== Short problem ==
Rewrite the lines below so that every "roadside snowbank" becomes "plowed snow pile", and keep all other text identical.

········

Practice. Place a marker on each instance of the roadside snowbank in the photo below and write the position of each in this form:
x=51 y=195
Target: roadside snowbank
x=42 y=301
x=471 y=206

········

== Response to this exercise ==
Practice. Place a marker on each instance of the plowed snow pile in the photo below and write the position of each in this form:
x=51 y=195
Target: plowed snow pile
x=42 y=301
x=471 y=206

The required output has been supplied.